▸ **Ваше задание**:
Кратко ответьте на вопросы по исходному тексту.
1. В какой город переехал Клестов?
2. В каком городе проходила ссылка, о которой говорится в тексте?
3. Сколько денег издатель из Москвы предложил за новое издание «Записок врача»?

═════ Исходный текст ═════

Клестов переехал в Москву и обратился ко мне с предложением создать товарищеское издательство в Москве. Я высказал полнейшую уверенность, что и в Москве произойдет то же, что было и в Петербурге, и предложил ему свой план.
С самого начала моей литературной деятельности я издавал свои книги сам и не видел в этом никакого неудобства. В нескольких типографиях спросишь смету, выберешь типографию, бумагу, сговоришься с книжным складом — и все. Помню раз, когда я жил в ссылке в Туле, ко мне приехал какой-то издатель из Москвы и предложил мне выпустить новым изданием сильно тогда шумевшие мои «Записки врача».
— А сколько вы за это мне предлагаете?
— Полторы тысячи рублей.
Я взял бумажку, карандашик и сделал расчет.
— Если я издам книгу сам, то получу три тысячи рублей. Ну, скажите, зачем мне вам дарить полторы тысячи рублей?
— Ах, а вы сами издаете свои вещи? — разочарованно спросил он. — Тогда, конечно, нечего и разговаривать. — И в его тоне слышалось: «А я думал, что ты такой же дурак, как и остальные».

═════ Предоставленные строки ═════

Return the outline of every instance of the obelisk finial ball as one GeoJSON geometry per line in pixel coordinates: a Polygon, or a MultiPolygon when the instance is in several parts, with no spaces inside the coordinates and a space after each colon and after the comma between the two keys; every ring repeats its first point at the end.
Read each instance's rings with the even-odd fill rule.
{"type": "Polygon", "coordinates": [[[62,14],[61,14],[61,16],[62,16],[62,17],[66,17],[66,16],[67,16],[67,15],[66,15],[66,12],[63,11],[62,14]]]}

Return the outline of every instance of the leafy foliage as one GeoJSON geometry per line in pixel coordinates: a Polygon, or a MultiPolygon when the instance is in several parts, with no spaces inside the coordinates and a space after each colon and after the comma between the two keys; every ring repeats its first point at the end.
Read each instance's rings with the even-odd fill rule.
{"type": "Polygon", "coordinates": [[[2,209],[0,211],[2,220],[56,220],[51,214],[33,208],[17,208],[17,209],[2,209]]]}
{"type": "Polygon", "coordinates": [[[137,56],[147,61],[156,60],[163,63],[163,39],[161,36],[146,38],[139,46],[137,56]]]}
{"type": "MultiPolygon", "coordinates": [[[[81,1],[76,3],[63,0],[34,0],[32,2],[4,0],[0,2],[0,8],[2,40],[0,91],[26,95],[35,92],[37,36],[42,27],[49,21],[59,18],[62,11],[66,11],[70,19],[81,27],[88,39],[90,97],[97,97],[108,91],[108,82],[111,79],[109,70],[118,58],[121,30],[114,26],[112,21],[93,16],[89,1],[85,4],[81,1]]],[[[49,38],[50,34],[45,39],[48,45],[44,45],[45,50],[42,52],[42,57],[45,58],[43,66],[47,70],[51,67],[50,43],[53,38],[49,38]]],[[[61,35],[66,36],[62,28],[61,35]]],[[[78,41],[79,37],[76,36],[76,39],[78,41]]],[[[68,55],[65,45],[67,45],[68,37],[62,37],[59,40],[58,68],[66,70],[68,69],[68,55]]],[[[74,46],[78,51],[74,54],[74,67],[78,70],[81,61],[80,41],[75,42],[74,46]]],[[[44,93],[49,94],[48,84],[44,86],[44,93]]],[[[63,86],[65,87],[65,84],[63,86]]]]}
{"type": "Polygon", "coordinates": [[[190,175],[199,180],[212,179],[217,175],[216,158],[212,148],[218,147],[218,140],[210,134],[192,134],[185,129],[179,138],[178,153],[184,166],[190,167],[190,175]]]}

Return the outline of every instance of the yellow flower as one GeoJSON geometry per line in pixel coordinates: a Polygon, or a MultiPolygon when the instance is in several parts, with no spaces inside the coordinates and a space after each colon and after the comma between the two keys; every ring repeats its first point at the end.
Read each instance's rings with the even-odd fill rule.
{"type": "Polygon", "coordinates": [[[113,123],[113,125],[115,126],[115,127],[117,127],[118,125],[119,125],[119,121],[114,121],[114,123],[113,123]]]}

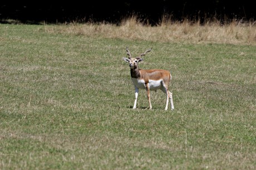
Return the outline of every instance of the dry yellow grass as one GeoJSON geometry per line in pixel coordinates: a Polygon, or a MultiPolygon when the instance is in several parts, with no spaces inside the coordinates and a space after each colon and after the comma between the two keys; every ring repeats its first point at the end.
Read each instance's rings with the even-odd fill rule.
{"type": "Polygon", "coordinates": [[[49,33],[153,42],[256,45],[255,22],[244,24],[237,20],[224,24],[218,20],[208,22],[202,25],[188,20],[174,22],[163,19],[160,24],[152,27],[143,24],[134,16],[124,19],[118,26],[104,23],[75,23],[66,27],[46,25],[45,30],[49,33]]]}

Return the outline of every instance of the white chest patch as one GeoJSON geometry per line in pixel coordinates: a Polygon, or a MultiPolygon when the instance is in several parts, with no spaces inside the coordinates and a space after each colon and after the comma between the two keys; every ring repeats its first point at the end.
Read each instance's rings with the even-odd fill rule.
{"type": "MultiPolygon", "coordinates": [[[[144,80],[138,80],[135,78],[131,78],[134,85],[138,89],[146,89],[145,81],[144,80]]],[[[149,80],[149,86],[150,90],[156,90],[159,89],[162,86],[163,80],[149,80]]]]}

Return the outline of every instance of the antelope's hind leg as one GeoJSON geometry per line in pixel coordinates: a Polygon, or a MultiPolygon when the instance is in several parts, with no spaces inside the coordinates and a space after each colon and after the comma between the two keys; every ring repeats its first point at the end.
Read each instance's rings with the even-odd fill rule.
{"type": "Polygon", "coordinates": [[[170,96],[170,100],[171,101],[171,110],[174,110],[174,105],[173,105],[173,94],[170,91],[168,91],[169,96],[170,96]]]}
{"type": "Polygon", "coordinates": [[[138,98],[138,95],[139,95],[139,89],[137,88],[136,86],[135,87],[135,100],[134,101],[134,107],[132,107],[133,109],[136,109],[136,105],[137,104],[137,99],[138,98]]]}

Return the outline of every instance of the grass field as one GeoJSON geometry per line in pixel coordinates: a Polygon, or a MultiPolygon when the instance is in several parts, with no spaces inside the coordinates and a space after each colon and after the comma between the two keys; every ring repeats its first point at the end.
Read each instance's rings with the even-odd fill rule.
{"type": "Polygon", "coordinates": [[[256,168],[253,36],[161,40],[106,27],[0,24],[1,169],[256,168]],[[160,91],[145,109],[142,90],[131,109],[126,46],[152,47],[141,69],[171,71],[174,111],[160,91]]]}

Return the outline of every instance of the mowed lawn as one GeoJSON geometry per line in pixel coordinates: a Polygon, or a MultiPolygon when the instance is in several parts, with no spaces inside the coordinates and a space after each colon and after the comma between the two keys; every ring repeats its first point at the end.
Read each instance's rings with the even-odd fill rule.
{"type": "Polygon", "coordinates": [[[256,169],[255,46],[56,27],[0,24],[1,169],[256,169]],[[174,111],[142,89],[132,109],[126,46],[170,71],[174,111]]]}

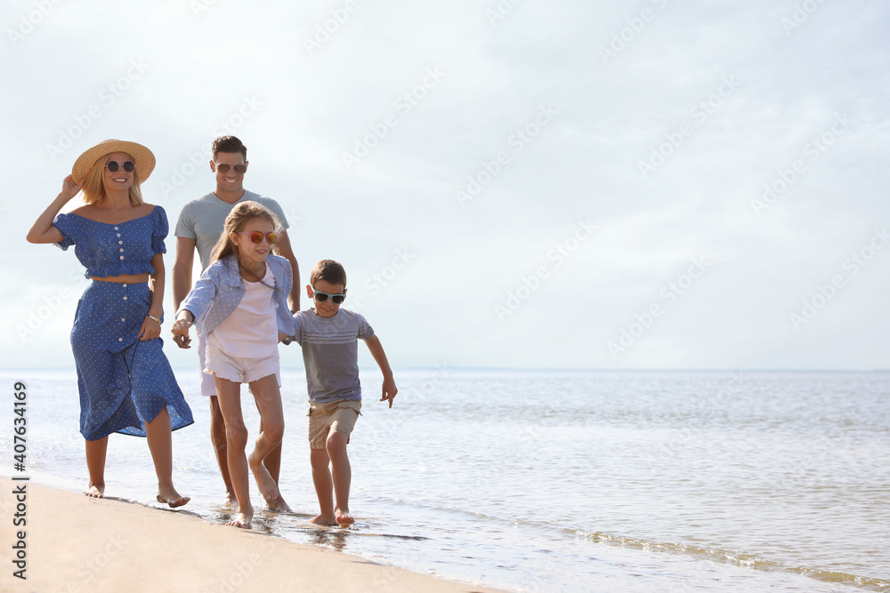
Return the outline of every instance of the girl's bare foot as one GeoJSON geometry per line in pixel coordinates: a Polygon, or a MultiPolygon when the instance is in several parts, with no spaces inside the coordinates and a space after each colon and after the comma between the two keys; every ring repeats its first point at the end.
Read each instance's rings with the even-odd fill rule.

═════

▸ **Ответ к заданию**:
1. В Москву.
2. В Туле.
3. Полторы тысячи рублей.